:: Exercise details ::
Extract every line of the items below that contains the string "pole", copying each one in full.

:: Data shown ::

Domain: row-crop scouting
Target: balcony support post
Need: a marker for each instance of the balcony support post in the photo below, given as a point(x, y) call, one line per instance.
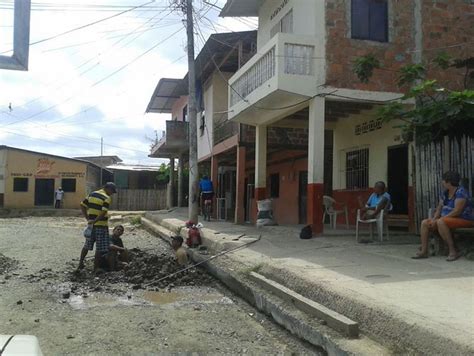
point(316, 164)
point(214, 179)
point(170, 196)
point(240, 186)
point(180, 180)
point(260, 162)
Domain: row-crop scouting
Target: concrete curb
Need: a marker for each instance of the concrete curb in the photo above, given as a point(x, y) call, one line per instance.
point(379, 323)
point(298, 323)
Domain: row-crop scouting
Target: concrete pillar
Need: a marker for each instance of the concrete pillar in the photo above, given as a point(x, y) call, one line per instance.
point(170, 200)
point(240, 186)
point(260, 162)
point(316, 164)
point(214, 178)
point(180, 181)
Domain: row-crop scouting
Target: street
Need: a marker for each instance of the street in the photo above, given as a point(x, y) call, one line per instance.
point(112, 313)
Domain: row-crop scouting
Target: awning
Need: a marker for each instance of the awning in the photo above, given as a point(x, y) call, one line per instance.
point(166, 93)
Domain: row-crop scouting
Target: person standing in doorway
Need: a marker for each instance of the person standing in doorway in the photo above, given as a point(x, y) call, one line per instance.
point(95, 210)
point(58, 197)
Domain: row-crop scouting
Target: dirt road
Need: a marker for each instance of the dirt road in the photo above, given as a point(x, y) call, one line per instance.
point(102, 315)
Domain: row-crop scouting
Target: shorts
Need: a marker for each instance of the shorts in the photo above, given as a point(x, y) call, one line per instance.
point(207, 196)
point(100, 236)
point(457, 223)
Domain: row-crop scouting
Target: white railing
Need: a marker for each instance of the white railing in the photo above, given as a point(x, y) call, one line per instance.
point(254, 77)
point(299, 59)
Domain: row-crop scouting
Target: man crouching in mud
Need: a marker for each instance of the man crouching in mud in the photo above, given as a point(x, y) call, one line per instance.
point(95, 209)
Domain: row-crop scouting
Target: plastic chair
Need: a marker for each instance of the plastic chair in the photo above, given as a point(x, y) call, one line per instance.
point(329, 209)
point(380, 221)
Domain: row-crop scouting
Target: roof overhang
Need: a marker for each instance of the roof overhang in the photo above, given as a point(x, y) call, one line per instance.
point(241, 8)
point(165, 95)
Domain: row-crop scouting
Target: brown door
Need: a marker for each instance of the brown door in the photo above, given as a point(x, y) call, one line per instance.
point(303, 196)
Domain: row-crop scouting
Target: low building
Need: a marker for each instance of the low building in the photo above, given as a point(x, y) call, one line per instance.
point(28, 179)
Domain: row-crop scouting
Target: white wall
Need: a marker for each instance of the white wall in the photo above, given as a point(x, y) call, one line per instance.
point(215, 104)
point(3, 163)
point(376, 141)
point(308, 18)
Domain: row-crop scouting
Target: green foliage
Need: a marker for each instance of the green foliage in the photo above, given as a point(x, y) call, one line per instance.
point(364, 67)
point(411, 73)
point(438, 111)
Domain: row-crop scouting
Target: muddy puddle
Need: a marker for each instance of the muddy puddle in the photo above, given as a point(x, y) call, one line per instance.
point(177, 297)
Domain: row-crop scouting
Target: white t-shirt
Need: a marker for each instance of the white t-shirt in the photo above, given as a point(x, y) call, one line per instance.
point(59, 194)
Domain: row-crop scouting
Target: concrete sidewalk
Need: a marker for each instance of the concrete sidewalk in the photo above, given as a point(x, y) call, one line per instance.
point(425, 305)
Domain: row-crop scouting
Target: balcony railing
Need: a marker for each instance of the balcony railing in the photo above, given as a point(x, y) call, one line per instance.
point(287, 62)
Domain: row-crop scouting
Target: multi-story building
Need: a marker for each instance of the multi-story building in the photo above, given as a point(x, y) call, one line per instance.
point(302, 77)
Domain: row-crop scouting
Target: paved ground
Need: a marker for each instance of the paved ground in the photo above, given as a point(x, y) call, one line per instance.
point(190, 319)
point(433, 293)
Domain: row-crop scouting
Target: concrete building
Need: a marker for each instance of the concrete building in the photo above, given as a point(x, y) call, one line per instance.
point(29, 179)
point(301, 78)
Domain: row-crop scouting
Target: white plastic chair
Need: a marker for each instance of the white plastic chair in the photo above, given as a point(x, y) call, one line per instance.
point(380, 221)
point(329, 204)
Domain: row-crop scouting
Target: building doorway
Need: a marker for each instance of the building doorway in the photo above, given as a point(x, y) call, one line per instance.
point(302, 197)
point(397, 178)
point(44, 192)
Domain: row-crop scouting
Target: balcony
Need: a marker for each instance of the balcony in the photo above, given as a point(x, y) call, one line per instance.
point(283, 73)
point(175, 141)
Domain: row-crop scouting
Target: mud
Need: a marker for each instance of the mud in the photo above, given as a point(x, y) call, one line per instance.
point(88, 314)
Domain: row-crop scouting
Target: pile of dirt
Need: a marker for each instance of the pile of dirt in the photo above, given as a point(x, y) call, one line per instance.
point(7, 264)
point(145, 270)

==

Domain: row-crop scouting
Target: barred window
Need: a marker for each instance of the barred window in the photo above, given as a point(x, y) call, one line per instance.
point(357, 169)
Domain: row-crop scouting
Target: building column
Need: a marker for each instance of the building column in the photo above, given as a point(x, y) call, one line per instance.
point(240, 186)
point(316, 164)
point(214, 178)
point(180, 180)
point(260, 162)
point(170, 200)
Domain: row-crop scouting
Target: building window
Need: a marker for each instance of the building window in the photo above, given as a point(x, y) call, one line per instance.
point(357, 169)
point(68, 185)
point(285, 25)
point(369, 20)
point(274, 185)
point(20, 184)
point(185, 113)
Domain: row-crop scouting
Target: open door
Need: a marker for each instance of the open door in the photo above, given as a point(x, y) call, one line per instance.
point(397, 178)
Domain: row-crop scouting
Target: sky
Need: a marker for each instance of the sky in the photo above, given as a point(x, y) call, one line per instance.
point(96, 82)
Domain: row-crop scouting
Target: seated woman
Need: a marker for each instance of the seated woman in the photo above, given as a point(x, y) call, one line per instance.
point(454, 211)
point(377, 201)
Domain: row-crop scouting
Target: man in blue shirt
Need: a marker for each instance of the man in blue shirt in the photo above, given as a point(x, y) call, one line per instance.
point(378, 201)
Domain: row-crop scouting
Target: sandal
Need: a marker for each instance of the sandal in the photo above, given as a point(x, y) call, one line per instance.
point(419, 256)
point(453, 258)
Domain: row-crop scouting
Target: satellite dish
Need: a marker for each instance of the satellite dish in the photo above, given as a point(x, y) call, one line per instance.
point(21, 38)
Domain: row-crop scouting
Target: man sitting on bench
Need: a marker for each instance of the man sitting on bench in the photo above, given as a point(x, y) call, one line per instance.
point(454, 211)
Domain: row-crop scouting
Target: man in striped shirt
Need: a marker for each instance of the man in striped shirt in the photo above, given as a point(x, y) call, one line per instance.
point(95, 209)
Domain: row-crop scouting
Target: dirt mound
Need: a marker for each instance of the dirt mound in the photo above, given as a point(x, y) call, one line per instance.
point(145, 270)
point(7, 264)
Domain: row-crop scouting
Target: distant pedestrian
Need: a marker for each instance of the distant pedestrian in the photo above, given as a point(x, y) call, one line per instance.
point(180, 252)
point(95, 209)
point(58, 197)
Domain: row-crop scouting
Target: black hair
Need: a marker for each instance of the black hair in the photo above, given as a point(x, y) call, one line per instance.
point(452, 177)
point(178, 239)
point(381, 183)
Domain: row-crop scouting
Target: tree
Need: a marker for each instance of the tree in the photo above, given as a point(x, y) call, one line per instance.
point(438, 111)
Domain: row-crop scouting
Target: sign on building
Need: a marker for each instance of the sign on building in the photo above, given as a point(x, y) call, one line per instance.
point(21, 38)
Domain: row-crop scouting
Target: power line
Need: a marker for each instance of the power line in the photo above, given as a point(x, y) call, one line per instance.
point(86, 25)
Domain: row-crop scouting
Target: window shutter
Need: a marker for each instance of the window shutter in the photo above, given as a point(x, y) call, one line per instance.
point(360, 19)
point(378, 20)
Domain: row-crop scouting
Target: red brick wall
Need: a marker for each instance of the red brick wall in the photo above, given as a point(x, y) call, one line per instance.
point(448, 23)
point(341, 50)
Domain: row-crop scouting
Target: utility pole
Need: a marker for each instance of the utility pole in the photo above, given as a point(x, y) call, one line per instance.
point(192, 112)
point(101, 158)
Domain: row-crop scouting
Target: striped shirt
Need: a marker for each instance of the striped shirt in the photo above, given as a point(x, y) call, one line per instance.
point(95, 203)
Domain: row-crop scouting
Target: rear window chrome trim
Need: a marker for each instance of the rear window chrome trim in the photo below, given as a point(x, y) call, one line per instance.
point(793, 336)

:: Exercise result ::
Target: utility pole
Need: a marker for each instance of the utility pole in the photo above, given as a point(x, y) call, one line per instance.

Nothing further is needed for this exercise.